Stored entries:
— start —
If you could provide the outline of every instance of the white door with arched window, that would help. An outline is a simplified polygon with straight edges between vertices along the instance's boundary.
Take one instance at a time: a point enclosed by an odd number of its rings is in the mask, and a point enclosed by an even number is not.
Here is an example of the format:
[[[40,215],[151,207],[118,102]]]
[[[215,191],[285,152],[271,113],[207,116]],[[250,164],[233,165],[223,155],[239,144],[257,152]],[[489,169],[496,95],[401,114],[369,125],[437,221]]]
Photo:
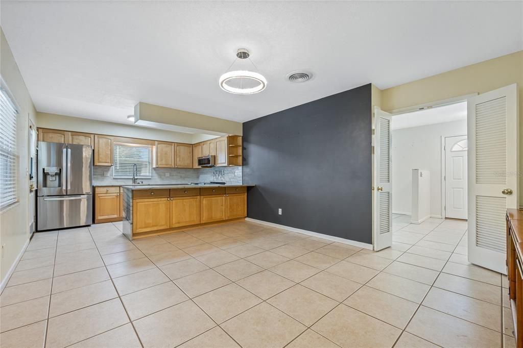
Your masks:
[[[445,138],[445,217],[466,220],[467,204],[467,135]]]

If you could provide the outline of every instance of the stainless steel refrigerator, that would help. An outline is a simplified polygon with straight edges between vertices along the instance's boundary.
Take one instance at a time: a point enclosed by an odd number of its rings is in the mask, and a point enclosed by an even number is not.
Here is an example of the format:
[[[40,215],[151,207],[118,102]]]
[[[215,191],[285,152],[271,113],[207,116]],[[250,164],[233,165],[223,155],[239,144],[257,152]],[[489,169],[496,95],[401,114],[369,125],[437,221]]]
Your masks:
[[[38,142],[39,231],[93,223],[93,149]]]

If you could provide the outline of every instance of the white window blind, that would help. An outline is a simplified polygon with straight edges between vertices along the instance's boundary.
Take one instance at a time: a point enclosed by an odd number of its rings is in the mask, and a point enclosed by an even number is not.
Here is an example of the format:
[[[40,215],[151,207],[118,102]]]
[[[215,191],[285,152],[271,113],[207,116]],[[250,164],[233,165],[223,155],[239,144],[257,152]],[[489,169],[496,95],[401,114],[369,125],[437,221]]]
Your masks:
[[[16,109],[0,89],[0,209],[18,200],[16,190]]]
[[[115,144],[115,178],[132,178],[135,164],[138,178],[150,178],[152,167],[152,146],[131,144]]]
[[[31,158],[29,159],[31,173],[29,177],[29,183],[32,185],[32,189],[36,190],[37,184],[36,154],[38,141],[37,137],[36,128],[32,122],[29,127],[29,138],[31,140]]]

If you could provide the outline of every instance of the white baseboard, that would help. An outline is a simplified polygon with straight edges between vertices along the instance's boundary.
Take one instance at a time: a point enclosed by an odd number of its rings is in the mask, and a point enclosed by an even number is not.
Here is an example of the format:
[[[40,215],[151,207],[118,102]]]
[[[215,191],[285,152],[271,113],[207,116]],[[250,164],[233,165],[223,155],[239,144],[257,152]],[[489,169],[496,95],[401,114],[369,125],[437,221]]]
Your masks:
[[[419,225],[422,222],[423,222],[424,221],[425,221],[427,219],[429,218],[430,217],[430,215],[427,215],[425,217],[422,218],[422,219],[420,219],[419,220],[411,220],[411,224],[415,224],[416,225]]]
[[[8,271],[7,273],[6,274],[5,277],[2,280],[2,283],[0,283],[0,293],[4,291],[4,288],[5,288],[5,286],[7,285],[7,282],[9,281],[9,278],[11,277],[11,275],[13,274],[13,272],[15,271],[15,269],[16,268],[16,266],[18,265],[18,261],[19,261],[20,259],[22,258],[22,255],[24,254],[24,253],[26,251],[26,249],[27,248],[27,246],[29,245],[30,240],[30,239],[28,238],[27,240],[26,241],[25,245],[24,246],[24,248],[22,248],[22,250],[20,251],[20,253],[16,257],[15,262],[13,263],[12,265],[11,265],[11,268],[9,269],[9,271]]]
[[[407,213],[406,212],[392,212],[392,214],[397,214],[400,215],[410,215],[411,213]]]
[[[250,217],[246,217],[245,220],[247,221],[251,221],[251,222],[256,223],[257,224],[261,224],[262,225],[266,225],[267,226],[270,226],[272,227],[277,227],[278,228],[281,228],[282,229],[286,229],[288,231],[291,231],[291,232],[297,232],[298,233],[301,233],[304,235],[307,235],[308,236],[312,236],[313,237],[317,237],[318,238],[323,238],[324,239],[328,239],[329,240],[332,240],[333,241],[339,242],[340,243],[343,243],[344,244],[348,244],[349,245],[354,246],[355,247],[358,247],[358,248],[363,248],[363,249],[368,249],[369,250],[372,250],[372,245],[368,244],[367,243],[362,243],[361,242],[356,241],[356,240],[350,240],[350,239],[345,239],[345,238],[341,238],[339,237],[334,237],[334,236],[329,236],[328,235],[324,235],[322,233],[318,233],[317,232],[313,232],[312,231],[308,231],[305,229],[300,229],[299,228],[295,228],[294,227],[290,227],[288,226],[285,226],[283,225],[279,225],[278,224],[275,224],[273,223],[267,222],[266,221],[263,221],[262,220],[257,220],[256,219],[252,219]]]

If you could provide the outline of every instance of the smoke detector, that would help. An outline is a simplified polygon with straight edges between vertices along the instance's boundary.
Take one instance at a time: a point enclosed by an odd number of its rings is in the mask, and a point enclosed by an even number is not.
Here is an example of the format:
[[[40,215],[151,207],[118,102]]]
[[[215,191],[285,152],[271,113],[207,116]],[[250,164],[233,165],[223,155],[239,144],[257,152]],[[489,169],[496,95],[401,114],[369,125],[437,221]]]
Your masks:
[[[291,82],[300,83],[312,78],[312,74],[306,71],[293,71],[287,74],[287,79]]]

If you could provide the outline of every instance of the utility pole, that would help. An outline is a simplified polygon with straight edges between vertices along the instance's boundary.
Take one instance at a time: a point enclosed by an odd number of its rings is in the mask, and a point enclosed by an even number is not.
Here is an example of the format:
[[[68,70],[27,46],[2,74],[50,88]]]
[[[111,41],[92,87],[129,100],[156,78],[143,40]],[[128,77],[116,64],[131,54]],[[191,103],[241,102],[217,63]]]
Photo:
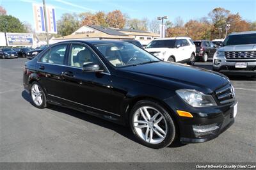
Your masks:
[[[161,38],[164,38],[165,37],[165,34],[164,34],[164,19],[167,19],[167,16],[164,16],[164,17],[157,17],[157,20],[162,20],[162,26],[161,26]]]
[[[45,8],[45,1],[43,0],[43,6],[44,6],[44,22],[45,26],[45,32],[46,32],[46,42],[47,42],[47,45],[49,45],[49,33],[48,33],[48,25],[47,25],[47,18],[46,17],[46,8]]]
[[[225,28],[226,29],[226,34],[225,35],[225,38],[226,38],[227,35],[228,34],[228,30],[230,28],[230,24],[227,23]]]
[[[5,42],[6,43],[6,47],[8,47],[8,42],[7,42],[7,36],[6,36],[6,31],[7,31],[7,20],[4,20],[4,38],[5,38]]]

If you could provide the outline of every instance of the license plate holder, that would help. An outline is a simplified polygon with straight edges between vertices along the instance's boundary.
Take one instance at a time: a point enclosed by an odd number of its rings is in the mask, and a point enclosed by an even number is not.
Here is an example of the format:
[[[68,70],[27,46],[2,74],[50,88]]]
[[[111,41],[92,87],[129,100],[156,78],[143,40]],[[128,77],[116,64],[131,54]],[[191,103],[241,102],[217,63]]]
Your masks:
[[[236,68],[246,68],[247,63],[236,63]]]

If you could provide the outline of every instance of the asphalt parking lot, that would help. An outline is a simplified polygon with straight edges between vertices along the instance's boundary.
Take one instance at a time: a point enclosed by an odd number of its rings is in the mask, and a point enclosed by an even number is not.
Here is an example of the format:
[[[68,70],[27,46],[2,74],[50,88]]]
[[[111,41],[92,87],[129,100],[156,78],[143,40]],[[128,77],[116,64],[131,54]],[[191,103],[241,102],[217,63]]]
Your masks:
[[[127,127],[57,106],[33,107],[22,86],[26,61],[0,60],[0,162],[256,162],[256,79],[230,77],[238,113],[218,138],[154,150]],[[196,65],[211,69],[211,63]]]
— end —
Written instruction ->
Recast every line of the rows above as a Markdown table with the columns "Line No." and "Line Text", skipping blank lines and leaving out the pictures.

Exercise output ->
| Line No. | Line Text |
|---|---|
| 1 | If you could provide the outline of every instance of the white door with arched window, that would help. An outline is a simplified polygon with straight edges between vertices along the instance's boundary. |
| 2 | Take one instance at a time: a point enclosed by an odd number of its rings is in the mask, and a point enclosed by an even number is not. |
| 3 | Here is an example of the format: |
| 4 | [[[40,215],[151,207],[118,102]]] |
| 5 | [[[215,191],[285,152],[271,113],[207,116]],[[250,164],[233,165],[223,155],[239,144],[257,152]],[[489,169],[496,95],[401,114],[369,125],[437,221]]] |
| 6 | Photo: |
| 7 | Your masks: |
| 8 | [[[445,138],[445,217],[466,220],[467,204],[467,135]]] |
| 9 | If you could provide the outline of every instance of the stainless steel refrigerator, that would help. An outline is a simplified polygon with straight edges between vertices along the instance's boundary. |
| 10 | Take one instance at a time: a point enclosed by an odd number of its rings is in the mask, and a point enclosed by an even number is not. |
| 11 | Here is an example of the format: |
| 12 | [[[40,215],[151,207],[118,102]]] |
| 13 | [[[215,191],[285,152],[271,113],[207,116]],[[250,164],[233,165],[223,155],[239,144],[257,152]],[[489,169],[496,95],[401,114],[369,125],[437,221]]] |
| 14 | Your masks: |
| 15 | [[[38,142],[39,231],[93,223],[93,149]]] |
| 16 | If you could provide the outline of every instance of the white window blind, that would help. An outline is a simplified polygon with straight edges between vertices along the instance's boundary. |
| 17 | Take one instance at a time: a point enclosed by an odd number of its rings is in the mask, and a point enclosed by an even number is not. |
| 18 | Here is an example of the format: |
| 19 | [[[40,215],[151,207],[118,102]]] |
| 20 | [[[215,191],[285,152],[271,113],[207,116]],[[250,164],[233,165],[223,155],[239,144],[257,152]],[[489,169],[496,95],[401,114],[369,125],[437,221]]] |
| 21 | Your masks: |
| 22 | [[[16,109],[0,89],[0,209],[18,200],[16,190]]] |
| 23 | [[[115,144],[115,178],[132,178],[135,164],[138,178],[150,178],[152,167],[152,146],[131,144]]] |
| 24 | [[[31,158],[29,159],[31,173],[29,177],[29,183],[32,185],[32,189],[36,190],[37,184],[36,154],[38,141],[37,137],[36,128],[32,122],[29,127],[29,138],[31,140]]] |
| 25 | If you could provide the outline of every instance of the white baseboard, that would help. An outline is a simplified polygon with straight edges between vertices along the instance's boundary. |
| 26 | Take one instance at a time: a point enclosed by an odd number of its rings is in the mask, and a point enclosed by an even number is not. |
| 27 | Here is an example of the format: |
| 28 | [[[40,215],[151,207],[118,102]]] |
| 29 | [[[215,191],[285,152],[271,113],[207,116]],[[250,164],[233,165],[223,155],[239,144],[257,152]],[[489,169],[496,95],[401,114],[369,125],[437,221]]] |
| 30 | Your masks: |
| 31 | [[[419,225],[422,222],[423,222],[424,221],[425,221],[427,219],[429,218],[430,217],[430,215],[427,215],[425,217],[422,218],[422,219],[420,219],[419,220],[411,220],[411,224],[415,224],[416,225]]] |
| 32 | [[[8,271],[7,273],[6,274],[5,277],[2,280],[2,283],[0,283],[0,293],[4,291],[4,288],[5,288],[5,286],[7,285],[7,282],[9,281],[9,278],[11,277],[11,275],[13,274],[13,272],[15,271],[15,269],[16,268],[16,266],[18,265],[18,261],[19,261],[20,259],[22,258],[22,255],[24,254],[24,253],[26,251],[26,249],[27,248],[27,246],[29,245],[30,240],[30,239],[28,238],[27,240],[26,241],[25,245],[24,246],[24,248],[22,248],[22,250],[20,251],[20,253],[16,257],[15,262],[13,263],[12,265],[11,265],[11,268],[9,269],[9,271]]] |
| 33 | [[[407,213],[406,212],[392,212],[392,214],[397,214],[400,215],[410,215],[411,213]]] |
| 34 | [[[250,217],[246,217],[245,220],[247,221],[251,221],[251,222],[256,223],[257,224],[261,224],[262,225],[266,225],[267,226],[270,226],[272,227],[277,227],[278,228],[281,228],[282,229],[286,229],[288,231],[291,231],[291,232],[297,232],[298,233],[301,233],[304,235],[307,235],[308,236],[312,236],[313,237],[317,237],[318,238],[323,238],[324,239],[328,239],[329,240],[332,240],[333,241],[339,242],[340,243],[343,243],[344,244],[348,244],[349,245],[354,246],[355,247],[358,247],[358,248],[363,248],[363,249],[368,249],[369,250],[372,250],[372,245],[368,244],[367,243],[362,243],[361,242],[356,241],[356,240],[350,240],[350,239],[345,239],[345,238],[341,238],[339,237],[334,237],[334,236],[329,236],[328,235],[324,235],[322,233],[318,233],[317,232],[313,232],[312,231],[308,231],[305,229],[300,229],[299,228],[295,228],[294,227],[290,227],[288,226],[285,226],[283,225],[279,225],[278,224],[275,224],[273,223],[267,222],[266,221],[263,221],[262,220],[257,220],[256,219],[252,219]]] |
| 35 | If you could provide the outline of every instance of the smoke detector, that would help. An outline is a simplified polygon with straight edges between vertices along the instance's boundary. |
| 36 | Take one instance at a time: a point enclosed by an odd number of its rings is in the mask, and a point enclosed by an even number is not. |
| 37 | Here is an example of the format: |
| 38 | [[[40,215],[151,207],[118,102]]] |
| 39 | [[[215,191],[285,152],[271,113],[207,116]],[[250,164],[233,165],[223,155],[239,144],[257,152]],[[489,169],[496,95],[401,114],[369,125],[437,221]]] |
| 40 | Your masks: |
| 41 | [[[291,82],[300,83],[312,78],[312,74],[306,71],[293,71],[287,74],[287,79]]] |
| 42 | If you could provide the outline of every instance of the utility pole, that would help. An outline is a simplified polygon with straight edges between vertices along the instance's boundary. |
| 43 | Take one instance at a time: a point enclosed by an odd number of its rings is in the mask, and a point enclosed by an even number is not. |
| 44 | Here is an example of the format: |
| 45 | [[[68,70],[27,46],[2,74],[50,88]]] |
| 46 | [[[111,41],[92,87],[129,100],[156,78],[143,40]],[[128,77],[116,64],[131,54]],[[191,103],[241,102],[217,63]]] |
| 47 | Photo: |
| 48 | Your masks: |
| 49 | [[[161,38],[164,38],[165,37],[165,34],[164,34],[164,19],[167,19],[167,16],[164,16],[164,17],[157,17],[157,20],[162,20],[162,26],[161,26]]] |
| 50 | [[[45,8],[45,1],[43,0],[43,6],[44,6],[44,22],[45,26],[45,32],[46,32],[46,42],[47,42],[47,45],[49,45],[49,33],[48,33],[48,25],[47,25],[47,18],[46,17],[46,8]]] |
| 51 | [[[225,28],[226,29],[226,34],[225,35],[225,38],[226,38],[227,35],[228,34],[228,30],[230,28],[230,24],[227,23]]] |
| 52 | [[[5,42],[6,43],[6,47],[8,47],[8,42],[7,42],[7,36],[6,36],[6,31],[7,31],[7,20],[4,20],[4,38],[5,38]]] |
| 53 | If you could provide the outline of every instance of the license plate holder, that would help. An outline is a simplified polygon with straight edges between vertices along the instance's boundary. |
| 54 | Take one instance at a time: a point enclosed by an odd number of its rings is in the mask, and a point enclosed by an even number is not. |
| 55 | Here is an example of the format: |
| 56 | [[[68,70],[27,46],[2,74],[50,88]]] |
| 57 | [[[111,41],[92,87],[129,100],[156,78],[143,40]],[[128,77],[116,64],[131,54]],[[191,103],[241,102],[217,63]]] |
| 58 | Your masks: |
| 59 | [[[236,68],[246,68],[247,63],[236,63]]] |
| 60 | If you could provide the outline of every instance of the asphalt parking lot, that would help. An outline is a simplified polygon with straight edges between vertices along the instance's boundary. |
| 61 | Take one instance at a time: a point enclosed by an odd number of its rings is in the mask, and a point enclosed by an even number is not. |
| 62 | Here is an example of the format: |
| 63 | [[[68,70],[27,46],[2,74],[50,88]]] |
| 64 | [[[111,41],[92,87],[129,100],[156,78],[143,40]],[[128,77],[116,64],[131,54]],[[191,103],[241,102],[217,63]]] |
| 65 | Your masks: |
| 66 | [[[127,127],[57,106],[33,107],[22,86],[26,61],[0,60],[0,162],[256,162],[256,79],[230,77],[238,113],[218,138],[154,150]],[[196,65],[211,69],[211,63]]] |